# START OF Information supplied
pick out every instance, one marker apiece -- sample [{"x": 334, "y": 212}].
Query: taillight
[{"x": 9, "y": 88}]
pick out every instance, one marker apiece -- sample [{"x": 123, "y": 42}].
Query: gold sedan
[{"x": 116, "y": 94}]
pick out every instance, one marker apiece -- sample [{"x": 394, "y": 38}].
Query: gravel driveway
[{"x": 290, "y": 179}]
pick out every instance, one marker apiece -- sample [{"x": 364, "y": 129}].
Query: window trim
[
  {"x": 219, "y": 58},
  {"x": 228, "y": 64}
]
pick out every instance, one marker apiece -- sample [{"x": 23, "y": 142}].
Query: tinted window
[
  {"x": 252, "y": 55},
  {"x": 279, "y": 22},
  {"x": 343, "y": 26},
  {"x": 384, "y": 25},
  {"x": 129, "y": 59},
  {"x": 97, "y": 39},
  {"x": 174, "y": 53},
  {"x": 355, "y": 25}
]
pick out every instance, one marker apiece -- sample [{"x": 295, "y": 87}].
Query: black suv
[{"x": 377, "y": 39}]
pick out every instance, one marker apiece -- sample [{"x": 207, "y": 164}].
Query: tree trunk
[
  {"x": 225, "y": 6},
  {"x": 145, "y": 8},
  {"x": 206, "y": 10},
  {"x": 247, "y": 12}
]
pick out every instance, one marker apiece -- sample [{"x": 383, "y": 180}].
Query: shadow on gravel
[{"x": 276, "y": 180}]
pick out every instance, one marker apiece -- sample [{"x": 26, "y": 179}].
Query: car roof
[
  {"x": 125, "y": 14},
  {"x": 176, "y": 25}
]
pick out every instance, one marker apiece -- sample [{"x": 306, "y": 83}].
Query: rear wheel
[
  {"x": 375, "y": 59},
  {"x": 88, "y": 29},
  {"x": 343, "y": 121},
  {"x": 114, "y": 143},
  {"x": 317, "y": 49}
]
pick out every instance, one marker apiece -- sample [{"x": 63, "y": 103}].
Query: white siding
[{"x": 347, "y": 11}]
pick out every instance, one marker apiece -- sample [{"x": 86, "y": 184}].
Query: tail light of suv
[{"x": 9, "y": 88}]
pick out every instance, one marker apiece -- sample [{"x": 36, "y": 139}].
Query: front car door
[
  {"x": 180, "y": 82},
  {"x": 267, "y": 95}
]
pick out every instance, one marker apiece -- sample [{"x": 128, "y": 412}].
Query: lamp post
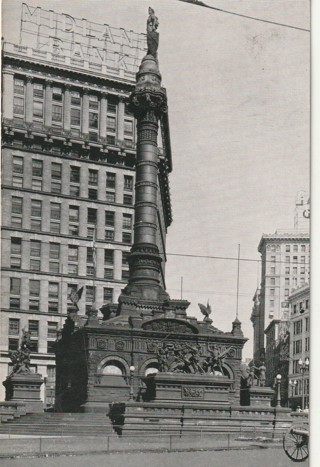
[
  {"x": 132, "y": 369},
  {"x": 278, "y": 382},
  {"x": 303, "y": 368}
]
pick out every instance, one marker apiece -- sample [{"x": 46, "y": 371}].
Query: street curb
[{"x": 128, "y": 451}]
# END OF Information supplied
__Given problem__
Set each line of the records down exactly, leaving every picture out.

__Expected output__
pick out every instance, one marker apiece -- sample [{"x": 334, "y": 212}].
Query: taillight
[{"x": 9, "y": 88}]
pick out every instance, one marker apiece -- sample [{"x": 123, "y": 42}].
Query: gold sedan
[{"x": 116, "y": 94}]
pick out every instance, one marker apiece -- sample [{"x": 394, "y": 38}].
Query: gravel driveway
[{"x": 290, "y": 179}]
pick out every instance, one marker apiece -- sample [{"x": 364, "y": 129}].
Query: window trim
[
  {"x": 219, "y": 58},
  {"x": 228, "y": 64}
]
pick out every instance, one marker apiece -- sample [{"x": 23, "y": 142}].
Query: tinted window
[
  {"x": 252, "y": 55},
  {"x": 279, "y": 22},
  {"x": 343, "y": 26},
  {"x": 384, "y": 25},
  {"x": 129, "y": 59},
  {"x": 97, "y": 39},
  {"x": 174, "y": 53},
  {"x": 355, "y": 25}
]
pick out every instance, one marker apiece -- sample [{"x": 295, "y": 87}].
Query: black suv
[{"x": 377, "y": 39}]
pick out every instance, one marker apiece -- sample [{"x": 207, "y": 164}].
Query: tree trunk
[
  {"x": 225, "y": 6},
  {"x": 145, "y": 8},
  {"x": 206, "y": 10},
  {"x": 247, "y": 12}
]
pick out every instance, one marker apiece -- sample [{"x": 383, "y": 180}].
Query: shadow on gravel
[{"x": 276, "y": 180}]
pick out every instance, one marker apiece -- sample [{"x": 26, "y": 179}].
Query: car roof
[
  {"x": 125, "y": 14},
  {"x": 176, "y": 25}
]
pick out every instance, one marker apiece -- sample [{"x": 306, "y": 83}].
Query: rear wheel
[
  {"x": 375, "y": 59},
  {"x": 88, "y": 29},
  {"x": 343, "y": 121},
  {"x": 114, "y": 143},
  {"x": 317, "y": 49}
]
pick out every instance, one marker apiece -- sample [{"x": 63, "y": 103}].
Query: white siding
[{"x": 347, "y": 11}]
pick out every instance, one marker apiece -- sample [{"x": 86, "y": 184}].
Query: tail light of suv
[{"x": 9, "y": 88}]
pick out every instance, one marker apiece -- sample [{"x": 36, "y": 139}].
Query: front car door
[
  {"x": 180, "y": 82},
  {"x": 267, "y": 95}
]
pick out every instance, one marker apiece -- sample [{"x": 128, "y": 412}].
Query: lamp post
[
  {"x": 132, "y": 369},
  {"x": 278, "y": 382},
  {"x": 303, "y": 368}
]
pick out every instance, one marker apiece -- sample [{"x": 46, "y": 371}].
Query: street curb
[{"x": 128, "y": 451}]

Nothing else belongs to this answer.